Rewrite the records as a numbered list, from their first line through the line containing "[309,108,352,126]", including that line and leaving out blank lines.

□ □ □

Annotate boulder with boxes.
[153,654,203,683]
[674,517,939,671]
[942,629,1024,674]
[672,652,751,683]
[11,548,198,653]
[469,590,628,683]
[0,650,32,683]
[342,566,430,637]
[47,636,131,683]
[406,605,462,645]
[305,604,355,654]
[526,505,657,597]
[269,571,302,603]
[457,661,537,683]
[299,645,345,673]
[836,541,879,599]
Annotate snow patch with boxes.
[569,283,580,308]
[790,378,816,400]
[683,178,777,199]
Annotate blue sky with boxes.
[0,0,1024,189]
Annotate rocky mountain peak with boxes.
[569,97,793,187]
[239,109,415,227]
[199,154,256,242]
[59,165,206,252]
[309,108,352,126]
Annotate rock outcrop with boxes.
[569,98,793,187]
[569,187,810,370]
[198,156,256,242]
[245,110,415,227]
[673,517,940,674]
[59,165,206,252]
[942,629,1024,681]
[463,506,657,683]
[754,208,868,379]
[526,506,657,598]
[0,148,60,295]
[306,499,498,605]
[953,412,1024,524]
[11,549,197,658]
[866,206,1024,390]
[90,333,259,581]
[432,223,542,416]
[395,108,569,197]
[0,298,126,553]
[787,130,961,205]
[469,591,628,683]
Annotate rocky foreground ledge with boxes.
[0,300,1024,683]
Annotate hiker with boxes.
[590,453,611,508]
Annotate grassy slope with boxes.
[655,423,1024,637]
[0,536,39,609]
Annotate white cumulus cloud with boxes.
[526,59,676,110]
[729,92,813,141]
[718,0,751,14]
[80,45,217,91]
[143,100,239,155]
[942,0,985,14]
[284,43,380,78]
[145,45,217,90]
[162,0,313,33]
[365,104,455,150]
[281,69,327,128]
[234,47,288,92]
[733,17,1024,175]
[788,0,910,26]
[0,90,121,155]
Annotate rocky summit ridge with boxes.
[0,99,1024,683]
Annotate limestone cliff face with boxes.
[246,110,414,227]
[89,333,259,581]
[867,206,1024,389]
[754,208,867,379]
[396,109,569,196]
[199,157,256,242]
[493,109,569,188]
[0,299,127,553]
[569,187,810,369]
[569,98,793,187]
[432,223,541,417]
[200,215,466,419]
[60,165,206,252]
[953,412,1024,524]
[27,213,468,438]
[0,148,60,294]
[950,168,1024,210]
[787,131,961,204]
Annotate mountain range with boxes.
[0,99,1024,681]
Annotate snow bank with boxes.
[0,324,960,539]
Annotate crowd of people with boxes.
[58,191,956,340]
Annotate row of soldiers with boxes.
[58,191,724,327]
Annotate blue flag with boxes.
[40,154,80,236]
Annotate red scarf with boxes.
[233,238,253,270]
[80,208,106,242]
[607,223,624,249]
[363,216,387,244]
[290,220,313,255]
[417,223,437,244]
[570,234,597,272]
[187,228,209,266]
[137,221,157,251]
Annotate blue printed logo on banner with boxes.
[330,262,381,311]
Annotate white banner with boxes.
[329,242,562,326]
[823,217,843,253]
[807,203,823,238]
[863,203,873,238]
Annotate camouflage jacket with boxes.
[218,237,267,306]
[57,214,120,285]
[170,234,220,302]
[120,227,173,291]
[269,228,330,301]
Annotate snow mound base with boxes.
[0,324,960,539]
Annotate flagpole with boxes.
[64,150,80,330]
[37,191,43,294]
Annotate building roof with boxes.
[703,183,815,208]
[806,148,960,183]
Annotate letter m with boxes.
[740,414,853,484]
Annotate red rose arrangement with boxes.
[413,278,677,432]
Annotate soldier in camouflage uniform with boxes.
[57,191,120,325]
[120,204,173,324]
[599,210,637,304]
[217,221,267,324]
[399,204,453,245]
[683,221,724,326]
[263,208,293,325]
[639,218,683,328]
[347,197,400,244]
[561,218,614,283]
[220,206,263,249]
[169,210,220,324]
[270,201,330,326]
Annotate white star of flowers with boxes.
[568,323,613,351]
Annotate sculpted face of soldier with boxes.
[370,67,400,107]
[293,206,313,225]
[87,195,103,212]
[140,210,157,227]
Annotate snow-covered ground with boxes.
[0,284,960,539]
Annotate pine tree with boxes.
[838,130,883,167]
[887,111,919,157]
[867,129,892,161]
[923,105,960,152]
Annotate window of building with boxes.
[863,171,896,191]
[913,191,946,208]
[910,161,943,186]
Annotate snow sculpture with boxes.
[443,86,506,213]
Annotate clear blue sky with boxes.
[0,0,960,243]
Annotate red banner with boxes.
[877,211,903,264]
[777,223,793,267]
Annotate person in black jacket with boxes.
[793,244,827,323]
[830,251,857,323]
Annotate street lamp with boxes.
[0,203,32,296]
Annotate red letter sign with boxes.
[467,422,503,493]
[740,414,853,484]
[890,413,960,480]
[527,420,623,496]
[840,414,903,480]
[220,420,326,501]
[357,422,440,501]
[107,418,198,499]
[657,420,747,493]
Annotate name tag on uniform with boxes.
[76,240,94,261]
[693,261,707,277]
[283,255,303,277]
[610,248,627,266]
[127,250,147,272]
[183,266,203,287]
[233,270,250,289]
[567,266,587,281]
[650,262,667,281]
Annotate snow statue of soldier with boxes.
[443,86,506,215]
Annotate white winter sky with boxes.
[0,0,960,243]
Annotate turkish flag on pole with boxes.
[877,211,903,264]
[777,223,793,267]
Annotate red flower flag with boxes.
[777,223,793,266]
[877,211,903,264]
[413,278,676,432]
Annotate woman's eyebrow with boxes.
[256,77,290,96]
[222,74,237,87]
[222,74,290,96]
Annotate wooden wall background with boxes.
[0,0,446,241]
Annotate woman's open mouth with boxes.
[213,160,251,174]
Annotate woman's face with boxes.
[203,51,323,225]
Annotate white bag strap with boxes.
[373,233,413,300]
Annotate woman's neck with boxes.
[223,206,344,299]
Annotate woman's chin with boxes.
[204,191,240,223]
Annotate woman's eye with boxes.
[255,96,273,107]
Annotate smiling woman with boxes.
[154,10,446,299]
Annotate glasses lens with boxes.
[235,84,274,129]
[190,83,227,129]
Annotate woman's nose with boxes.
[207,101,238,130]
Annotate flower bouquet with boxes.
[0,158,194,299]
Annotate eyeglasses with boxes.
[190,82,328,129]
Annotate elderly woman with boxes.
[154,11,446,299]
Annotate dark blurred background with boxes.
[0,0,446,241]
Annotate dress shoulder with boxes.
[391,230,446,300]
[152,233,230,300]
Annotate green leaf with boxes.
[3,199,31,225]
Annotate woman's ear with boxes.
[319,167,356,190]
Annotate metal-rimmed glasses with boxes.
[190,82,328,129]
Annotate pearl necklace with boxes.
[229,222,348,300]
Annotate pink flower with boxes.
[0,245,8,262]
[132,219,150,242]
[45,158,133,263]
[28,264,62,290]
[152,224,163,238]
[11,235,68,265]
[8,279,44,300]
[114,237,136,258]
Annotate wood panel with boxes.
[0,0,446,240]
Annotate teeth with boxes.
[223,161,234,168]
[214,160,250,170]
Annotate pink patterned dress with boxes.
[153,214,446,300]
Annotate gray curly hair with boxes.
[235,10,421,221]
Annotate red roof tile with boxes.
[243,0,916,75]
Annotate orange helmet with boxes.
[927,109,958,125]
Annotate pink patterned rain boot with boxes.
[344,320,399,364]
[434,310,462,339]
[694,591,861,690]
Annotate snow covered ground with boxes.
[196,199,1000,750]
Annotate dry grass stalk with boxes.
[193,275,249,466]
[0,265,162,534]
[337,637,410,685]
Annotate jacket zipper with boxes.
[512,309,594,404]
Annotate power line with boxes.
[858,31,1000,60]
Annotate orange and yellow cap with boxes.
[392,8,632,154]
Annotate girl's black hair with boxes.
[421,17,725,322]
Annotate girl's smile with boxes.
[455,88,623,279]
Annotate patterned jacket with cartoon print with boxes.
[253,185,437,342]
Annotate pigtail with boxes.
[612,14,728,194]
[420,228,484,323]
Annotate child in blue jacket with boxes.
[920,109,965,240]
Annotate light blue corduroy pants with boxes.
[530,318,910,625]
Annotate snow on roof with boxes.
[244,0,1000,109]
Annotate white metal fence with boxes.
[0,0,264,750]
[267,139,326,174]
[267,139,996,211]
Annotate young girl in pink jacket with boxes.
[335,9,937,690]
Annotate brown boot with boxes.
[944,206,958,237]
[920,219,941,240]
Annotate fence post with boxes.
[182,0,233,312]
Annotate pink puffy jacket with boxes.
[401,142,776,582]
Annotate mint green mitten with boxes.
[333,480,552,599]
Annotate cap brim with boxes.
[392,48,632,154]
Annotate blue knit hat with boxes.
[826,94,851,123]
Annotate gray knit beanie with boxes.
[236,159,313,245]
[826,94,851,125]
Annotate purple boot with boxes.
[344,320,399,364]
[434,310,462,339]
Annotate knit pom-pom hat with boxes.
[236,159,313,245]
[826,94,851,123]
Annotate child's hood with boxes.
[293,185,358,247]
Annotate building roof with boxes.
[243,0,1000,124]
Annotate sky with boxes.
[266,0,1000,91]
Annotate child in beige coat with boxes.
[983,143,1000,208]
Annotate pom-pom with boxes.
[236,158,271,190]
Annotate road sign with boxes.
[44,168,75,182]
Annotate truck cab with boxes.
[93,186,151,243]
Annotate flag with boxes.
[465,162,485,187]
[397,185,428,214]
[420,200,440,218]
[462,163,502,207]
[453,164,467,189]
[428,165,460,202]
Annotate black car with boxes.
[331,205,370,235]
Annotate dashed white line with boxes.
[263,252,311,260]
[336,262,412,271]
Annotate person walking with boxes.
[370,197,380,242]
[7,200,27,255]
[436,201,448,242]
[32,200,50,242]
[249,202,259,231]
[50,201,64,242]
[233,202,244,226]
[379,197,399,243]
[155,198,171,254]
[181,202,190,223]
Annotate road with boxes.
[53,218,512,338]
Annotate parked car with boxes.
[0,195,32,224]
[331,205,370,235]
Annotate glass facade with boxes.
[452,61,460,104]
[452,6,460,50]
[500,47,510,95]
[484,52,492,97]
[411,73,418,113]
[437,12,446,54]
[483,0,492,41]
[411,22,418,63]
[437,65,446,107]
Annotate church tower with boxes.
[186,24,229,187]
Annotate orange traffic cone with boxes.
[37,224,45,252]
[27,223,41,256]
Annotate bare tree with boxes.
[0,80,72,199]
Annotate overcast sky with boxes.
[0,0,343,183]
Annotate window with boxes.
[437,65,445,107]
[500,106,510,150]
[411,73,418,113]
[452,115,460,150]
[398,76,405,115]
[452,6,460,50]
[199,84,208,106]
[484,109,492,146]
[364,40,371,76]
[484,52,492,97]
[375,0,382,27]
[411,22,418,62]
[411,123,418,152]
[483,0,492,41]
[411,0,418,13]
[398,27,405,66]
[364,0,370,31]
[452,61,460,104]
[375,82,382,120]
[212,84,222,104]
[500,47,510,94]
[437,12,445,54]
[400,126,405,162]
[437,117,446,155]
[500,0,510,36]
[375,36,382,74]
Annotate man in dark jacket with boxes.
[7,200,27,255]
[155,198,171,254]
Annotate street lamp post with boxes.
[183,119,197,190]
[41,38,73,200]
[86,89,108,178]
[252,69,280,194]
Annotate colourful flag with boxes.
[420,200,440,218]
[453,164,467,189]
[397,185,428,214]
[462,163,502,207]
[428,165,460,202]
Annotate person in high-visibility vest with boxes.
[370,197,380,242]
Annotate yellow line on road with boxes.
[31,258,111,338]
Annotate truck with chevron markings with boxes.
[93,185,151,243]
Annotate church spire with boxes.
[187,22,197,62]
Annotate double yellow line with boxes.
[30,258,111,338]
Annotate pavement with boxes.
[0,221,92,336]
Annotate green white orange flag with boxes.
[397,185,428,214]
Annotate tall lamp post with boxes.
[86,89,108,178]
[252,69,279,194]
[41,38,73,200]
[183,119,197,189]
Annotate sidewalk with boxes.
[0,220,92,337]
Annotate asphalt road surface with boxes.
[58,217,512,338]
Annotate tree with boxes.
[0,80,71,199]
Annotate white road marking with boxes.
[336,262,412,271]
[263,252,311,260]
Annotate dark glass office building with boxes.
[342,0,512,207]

□ □ □

#### [Written solution]
1. Annotate boulder with boxes.
2. [153,654,203,683]
3. [674,517,939,671]
4. [942,629,1024,674]
5. [672,652,751,683]
6. [11,548,198,653]
7. [469,590,628,683]
8. [0,650,32,683]
9. [342,566,430,637]
10. [47,636,131,683]
11. [406,605,462,645]
12. [305,604,355,654]
13. [526,505,657,597]
14. [269,571,302,603]
15. [457,661,537,683]
16. [299,645,345,673]
17. [836,541,879,599]
18. Annotate snow patch with boxes.
19. [569,283,580,308]
20. [790,378,816,400]
21. [683,178,777,199]
22. Annotate blue sky with boxes.
23. [0,0,1024,189]
24. Annotate rocky mountain peak with boxes.
25. [569,97,793,187]
26. [239,109,415,227]
27. [199,154,256,242]
28. [59,165,206,252]
29. [309,108,352,126]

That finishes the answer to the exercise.